**** Available records

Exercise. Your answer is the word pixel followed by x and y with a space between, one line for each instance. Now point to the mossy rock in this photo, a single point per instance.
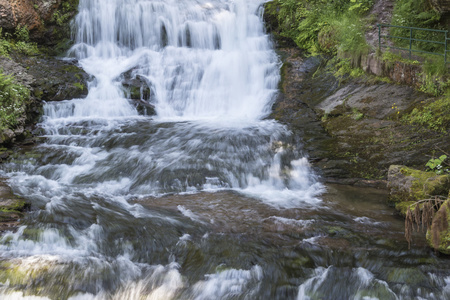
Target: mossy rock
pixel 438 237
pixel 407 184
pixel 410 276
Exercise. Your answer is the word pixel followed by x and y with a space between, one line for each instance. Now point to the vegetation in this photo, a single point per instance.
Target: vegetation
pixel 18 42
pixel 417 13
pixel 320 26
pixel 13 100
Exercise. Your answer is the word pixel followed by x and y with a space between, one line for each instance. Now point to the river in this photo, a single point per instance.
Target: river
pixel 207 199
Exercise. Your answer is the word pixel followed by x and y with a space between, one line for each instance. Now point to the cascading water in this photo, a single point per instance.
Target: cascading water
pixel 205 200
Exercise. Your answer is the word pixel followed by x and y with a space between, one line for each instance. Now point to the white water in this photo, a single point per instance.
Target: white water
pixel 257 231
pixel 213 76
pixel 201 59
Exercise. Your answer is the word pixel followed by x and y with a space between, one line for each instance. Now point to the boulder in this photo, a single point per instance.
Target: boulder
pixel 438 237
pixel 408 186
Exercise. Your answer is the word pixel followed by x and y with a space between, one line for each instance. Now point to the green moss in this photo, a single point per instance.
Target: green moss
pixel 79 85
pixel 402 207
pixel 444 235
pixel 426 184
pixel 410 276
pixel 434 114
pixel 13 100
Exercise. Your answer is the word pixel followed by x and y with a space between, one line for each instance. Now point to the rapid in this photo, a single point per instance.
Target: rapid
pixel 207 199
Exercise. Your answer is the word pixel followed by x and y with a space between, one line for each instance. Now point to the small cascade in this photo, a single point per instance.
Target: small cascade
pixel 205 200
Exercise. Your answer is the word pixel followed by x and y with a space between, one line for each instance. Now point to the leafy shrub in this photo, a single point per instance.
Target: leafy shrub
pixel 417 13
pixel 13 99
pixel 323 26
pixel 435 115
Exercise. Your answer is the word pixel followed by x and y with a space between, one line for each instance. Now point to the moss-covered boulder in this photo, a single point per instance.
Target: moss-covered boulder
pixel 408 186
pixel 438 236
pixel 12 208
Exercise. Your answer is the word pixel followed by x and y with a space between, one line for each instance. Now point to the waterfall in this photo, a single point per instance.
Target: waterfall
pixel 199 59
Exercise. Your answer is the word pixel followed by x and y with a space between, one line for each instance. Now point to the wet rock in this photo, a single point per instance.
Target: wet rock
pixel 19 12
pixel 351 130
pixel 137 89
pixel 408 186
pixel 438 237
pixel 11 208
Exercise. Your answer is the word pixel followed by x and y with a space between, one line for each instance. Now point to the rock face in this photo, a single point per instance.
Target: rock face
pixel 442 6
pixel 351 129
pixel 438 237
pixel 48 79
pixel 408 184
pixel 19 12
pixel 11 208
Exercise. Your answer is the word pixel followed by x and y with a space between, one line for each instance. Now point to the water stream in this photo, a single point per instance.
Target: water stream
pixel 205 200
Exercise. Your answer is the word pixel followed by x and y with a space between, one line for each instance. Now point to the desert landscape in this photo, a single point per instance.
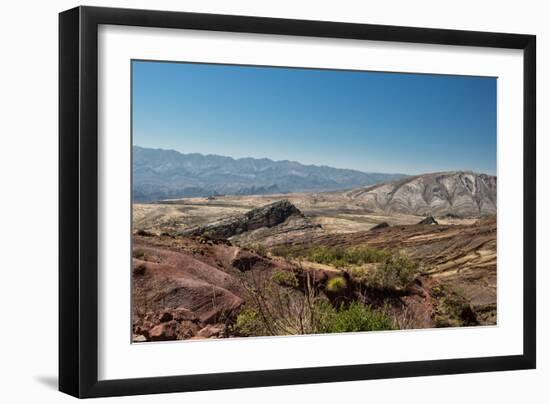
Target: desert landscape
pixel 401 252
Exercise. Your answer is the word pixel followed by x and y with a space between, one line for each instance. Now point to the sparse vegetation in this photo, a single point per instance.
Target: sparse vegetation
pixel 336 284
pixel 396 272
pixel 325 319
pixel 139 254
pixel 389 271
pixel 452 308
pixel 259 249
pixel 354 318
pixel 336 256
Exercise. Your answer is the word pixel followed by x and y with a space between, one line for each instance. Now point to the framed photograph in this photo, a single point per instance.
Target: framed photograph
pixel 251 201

********

> _What is being asked_:
Reproduce the part of the entries that opens with the line containing "to the leafy" and closes with the line containing "pixel 401 252", keeping both of those lines, and leave the pictures out of your answer.

> _Result_:
Exercise. Your answer is the word pixel followed by x and y with a space between, one line for each instance. Now point to the leafy shrub in this photo, a single point per instance.
Target: leafy shrub
pixel 417 13
pixel 13 99
pixel 323 26
pixel 435 115
Exercise. Your answer is the word pixel followed by x and y with a space between, one line for each instance. Now point to the moss-covered boulder in this photo, a single point per instance.
Target: moss-covered boulder
pixel 408 186
pixel 438 236
pixel 12 208
Exercise. Your answer is the word pixel followed by x and y with a space between, one line for each instance. Now point to the waterfall in this photo, a single point per instance.
Target: waterfall
pixel 199 59
Exercise. Your answer is the word pixel followed by x and y with a space between, one line for each instance. Now point to the wet rock in this photo, a single point per instance.
Target: wet rock
pixel 19 12
pixel 351 130
pixel 137 89
pixel 408 186
pixel 438 237
pixel 11 208
Exercise. Your answer is the word pixel followed by x and y with a space between, one line for each instance. Now point to the rock face in this photo, a single point per instance.
Target: rock face
pixel 442 6
pixel 351 129
pixel 438 237
pixel 48 79
pixel 408 184
pixel 19 12
pixel 11 208
Exercise. Your answer is the word pixel followed by x and y with a space between, one line for each instance. Now point to the water stream in this photo, a single point per instance.
Target: water stream
pixel 205 200
Exercise. Your answer is the word pixel followed by x and y with a space between, one line for each instance. Now point to the desert landscape in this photo, a single point per instance.
Target: desert landscape
pixel 401 252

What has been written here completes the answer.